WHAT TO PRODUCE:
Tell me how many lines in the entries below contain the word "mirror"; reply with the number and nothing else.

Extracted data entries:
"""
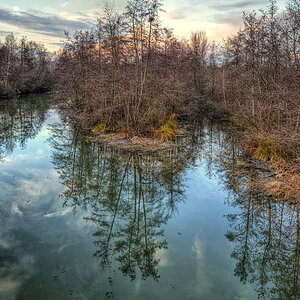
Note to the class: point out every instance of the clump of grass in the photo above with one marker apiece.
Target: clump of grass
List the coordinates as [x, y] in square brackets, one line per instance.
[265, 149]
[100, 128]
[243, 123]
[166, 132]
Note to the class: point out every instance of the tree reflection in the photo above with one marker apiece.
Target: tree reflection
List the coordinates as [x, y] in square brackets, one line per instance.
[20, 120]
[129, 198]
[265, 234]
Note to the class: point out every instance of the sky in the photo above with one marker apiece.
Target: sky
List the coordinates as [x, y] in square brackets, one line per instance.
[46, 20]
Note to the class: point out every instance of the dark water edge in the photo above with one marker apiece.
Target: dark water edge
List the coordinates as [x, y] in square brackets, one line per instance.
[82, 221]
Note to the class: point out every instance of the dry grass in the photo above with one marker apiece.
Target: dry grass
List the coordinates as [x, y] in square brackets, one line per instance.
[166, 132]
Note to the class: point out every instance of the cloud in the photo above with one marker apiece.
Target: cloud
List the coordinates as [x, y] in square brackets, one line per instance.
[238, 5]
[66, 3]
[39, 22]
[176, 14]
[2, 32]
[233, 19]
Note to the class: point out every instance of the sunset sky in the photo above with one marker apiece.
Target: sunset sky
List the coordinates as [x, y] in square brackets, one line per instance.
[45, 21]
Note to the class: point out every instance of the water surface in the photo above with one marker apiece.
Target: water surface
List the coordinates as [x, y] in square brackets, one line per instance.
[80, 221]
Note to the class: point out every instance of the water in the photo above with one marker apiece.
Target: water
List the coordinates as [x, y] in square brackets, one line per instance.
[78, 221]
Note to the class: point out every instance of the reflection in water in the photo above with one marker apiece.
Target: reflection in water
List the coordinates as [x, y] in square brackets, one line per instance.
[20, 120]
[135, 207]
[129, 198]
[266, 239]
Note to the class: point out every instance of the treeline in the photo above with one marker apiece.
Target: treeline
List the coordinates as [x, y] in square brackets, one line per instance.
[259, 80]
[24, 67]
[129, 73]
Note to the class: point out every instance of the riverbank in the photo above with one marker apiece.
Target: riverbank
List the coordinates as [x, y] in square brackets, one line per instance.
[134, 144]
[276, 155]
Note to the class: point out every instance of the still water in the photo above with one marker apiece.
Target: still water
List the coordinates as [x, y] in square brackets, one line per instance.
[79, 221]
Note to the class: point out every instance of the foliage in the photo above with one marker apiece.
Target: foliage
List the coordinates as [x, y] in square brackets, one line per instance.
[167, 131]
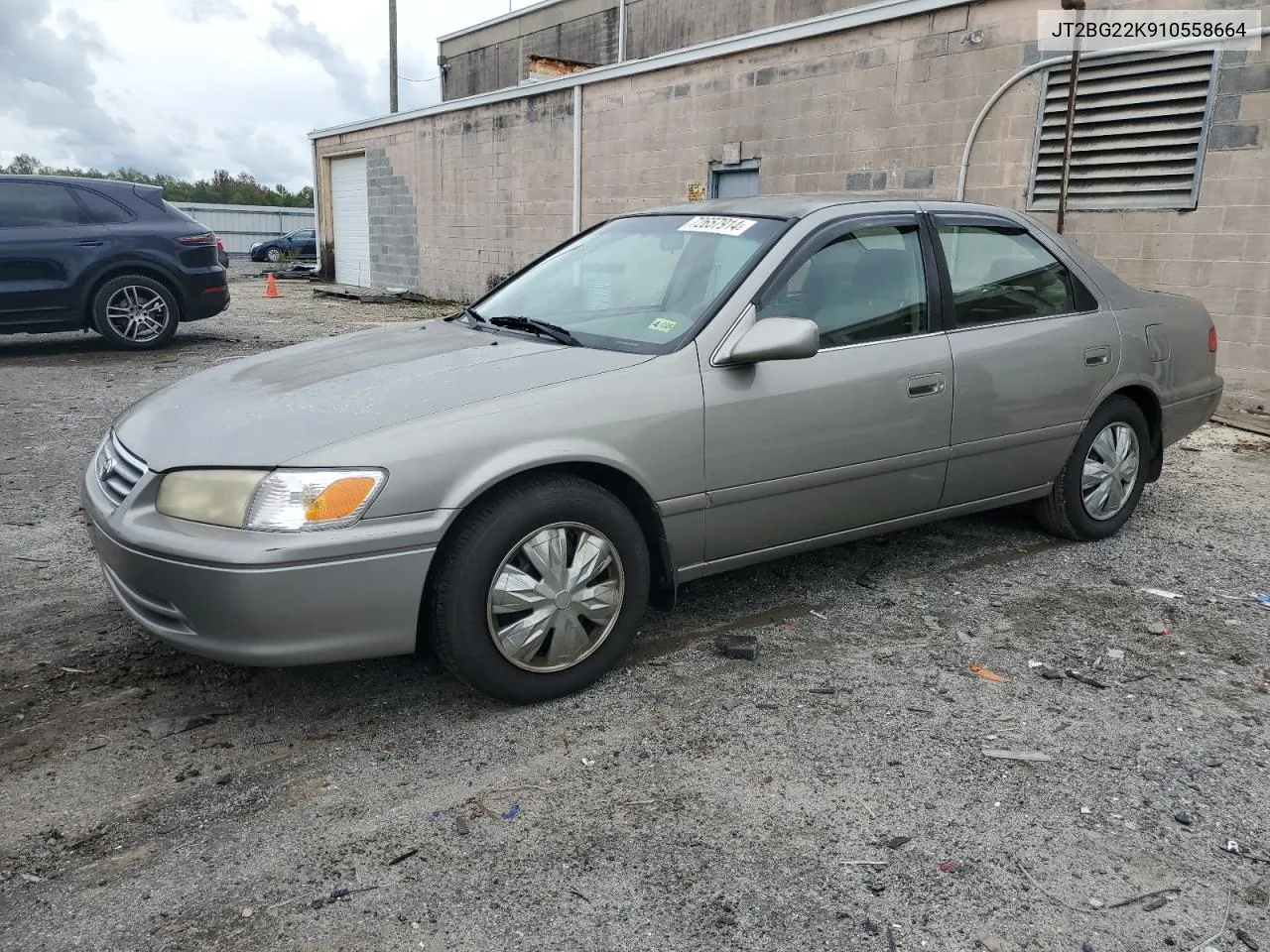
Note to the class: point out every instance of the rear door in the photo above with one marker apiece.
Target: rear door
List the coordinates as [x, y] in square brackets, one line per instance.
[856, 434]
[45, 248]
[1032, 350]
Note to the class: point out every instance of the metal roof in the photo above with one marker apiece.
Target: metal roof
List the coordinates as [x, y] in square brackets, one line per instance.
[799, 206]
[851, 18]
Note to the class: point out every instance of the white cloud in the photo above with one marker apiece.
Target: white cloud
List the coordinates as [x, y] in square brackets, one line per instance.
[187, 86]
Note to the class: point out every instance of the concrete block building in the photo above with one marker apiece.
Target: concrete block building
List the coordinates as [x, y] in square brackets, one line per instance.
[1170, 176]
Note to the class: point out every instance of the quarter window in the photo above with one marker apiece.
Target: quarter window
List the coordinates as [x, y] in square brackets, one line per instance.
[866, 286]
[24, 204]
[102, 209]
[1005, 275]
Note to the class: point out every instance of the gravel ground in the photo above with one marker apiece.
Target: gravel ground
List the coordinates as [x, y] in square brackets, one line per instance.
[830, 794]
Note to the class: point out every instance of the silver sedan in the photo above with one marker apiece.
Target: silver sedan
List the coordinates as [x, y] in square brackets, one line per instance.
[666, 397]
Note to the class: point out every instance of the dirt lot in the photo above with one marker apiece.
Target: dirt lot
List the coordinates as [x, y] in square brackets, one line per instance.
[833, 793]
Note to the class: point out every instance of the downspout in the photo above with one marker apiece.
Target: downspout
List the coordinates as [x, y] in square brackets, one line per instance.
[1065, 171]
[621, 31]
[576, 159]
[1044, 64]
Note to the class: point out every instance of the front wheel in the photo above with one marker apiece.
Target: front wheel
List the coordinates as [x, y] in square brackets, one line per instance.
[1102, 480]
[135, 312]
[541, 589]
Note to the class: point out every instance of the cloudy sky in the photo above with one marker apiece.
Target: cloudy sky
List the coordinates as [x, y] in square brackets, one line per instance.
[186, 86]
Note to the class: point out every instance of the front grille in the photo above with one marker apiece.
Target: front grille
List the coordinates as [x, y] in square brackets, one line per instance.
[117, 470]
[158, 615]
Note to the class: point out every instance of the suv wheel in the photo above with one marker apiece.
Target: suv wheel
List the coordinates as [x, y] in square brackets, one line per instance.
[541, 590]
[135, 312]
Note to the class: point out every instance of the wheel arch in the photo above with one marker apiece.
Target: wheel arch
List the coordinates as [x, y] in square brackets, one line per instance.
[123, 268]
[1148, 403]
[627, 490]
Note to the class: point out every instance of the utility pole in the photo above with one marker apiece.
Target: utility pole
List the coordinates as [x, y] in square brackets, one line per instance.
[393, 77]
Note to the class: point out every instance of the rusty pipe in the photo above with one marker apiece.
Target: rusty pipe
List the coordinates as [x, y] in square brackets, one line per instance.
[1065, 171]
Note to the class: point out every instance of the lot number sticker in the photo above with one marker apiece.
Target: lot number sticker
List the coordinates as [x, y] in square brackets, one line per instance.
[716, 225]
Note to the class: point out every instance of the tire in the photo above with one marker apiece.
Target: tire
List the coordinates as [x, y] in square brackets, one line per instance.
[1078, 512]
[568, 647]
[135, 312]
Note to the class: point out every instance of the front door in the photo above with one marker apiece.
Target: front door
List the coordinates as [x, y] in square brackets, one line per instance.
[856, 434]
[1032, 350]
[44, 250]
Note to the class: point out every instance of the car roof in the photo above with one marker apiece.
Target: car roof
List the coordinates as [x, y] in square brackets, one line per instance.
[99, 184]
[802, 206]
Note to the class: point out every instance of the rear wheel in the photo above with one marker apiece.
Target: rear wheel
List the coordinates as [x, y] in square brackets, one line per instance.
[135, 312]
[1102, 480]
[541, 589]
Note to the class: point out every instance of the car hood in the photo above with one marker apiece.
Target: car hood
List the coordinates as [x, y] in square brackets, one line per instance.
[263, 411]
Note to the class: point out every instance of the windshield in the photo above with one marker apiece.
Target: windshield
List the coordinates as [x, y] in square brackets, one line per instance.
[638, 284]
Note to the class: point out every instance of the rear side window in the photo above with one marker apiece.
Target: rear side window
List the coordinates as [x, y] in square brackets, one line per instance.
[102, 209]
[1005, 275]
[26, 204]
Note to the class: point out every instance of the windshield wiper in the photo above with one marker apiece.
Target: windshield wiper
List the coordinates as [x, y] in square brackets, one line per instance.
[535, 326]
[467, 312]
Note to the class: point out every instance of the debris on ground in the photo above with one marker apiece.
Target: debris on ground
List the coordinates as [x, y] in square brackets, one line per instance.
[1084, 679]
[744, 647]
[985, 673]
[1025, 756]
[182, 722]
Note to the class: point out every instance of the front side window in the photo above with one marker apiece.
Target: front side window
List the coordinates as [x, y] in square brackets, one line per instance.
[1005, 275]
[865, 286]
[26, 204]
[638, 284]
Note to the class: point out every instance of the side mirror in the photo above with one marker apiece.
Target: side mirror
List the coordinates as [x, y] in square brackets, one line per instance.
[778, 339]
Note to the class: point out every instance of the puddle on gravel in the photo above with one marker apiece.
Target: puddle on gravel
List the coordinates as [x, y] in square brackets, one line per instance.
[1010, 555]
[645, 652]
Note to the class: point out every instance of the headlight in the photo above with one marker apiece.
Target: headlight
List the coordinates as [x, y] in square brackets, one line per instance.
[282, 500]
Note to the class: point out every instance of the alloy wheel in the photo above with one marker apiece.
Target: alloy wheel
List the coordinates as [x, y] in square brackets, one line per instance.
[137, 313]
[556, 597]
[1110, 471]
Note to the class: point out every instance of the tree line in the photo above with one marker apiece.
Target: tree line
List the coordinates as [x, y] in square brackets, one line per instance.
[222, 188]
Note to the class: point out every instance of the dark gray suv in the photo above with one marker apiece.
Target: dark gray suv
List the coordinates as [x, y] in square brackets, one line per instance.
[112, 257]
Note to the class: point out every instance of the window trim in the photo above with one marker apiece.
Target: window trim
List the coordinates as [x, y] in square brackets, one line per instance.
[830, 231]
[978, 220]
[717, 169]
[1128, 204]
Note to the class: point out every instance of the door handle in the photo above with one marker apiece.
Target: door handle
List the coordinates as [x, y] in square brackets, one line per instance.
[1095, 356]
[926, 385]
"""
RESPONSE AREA:
2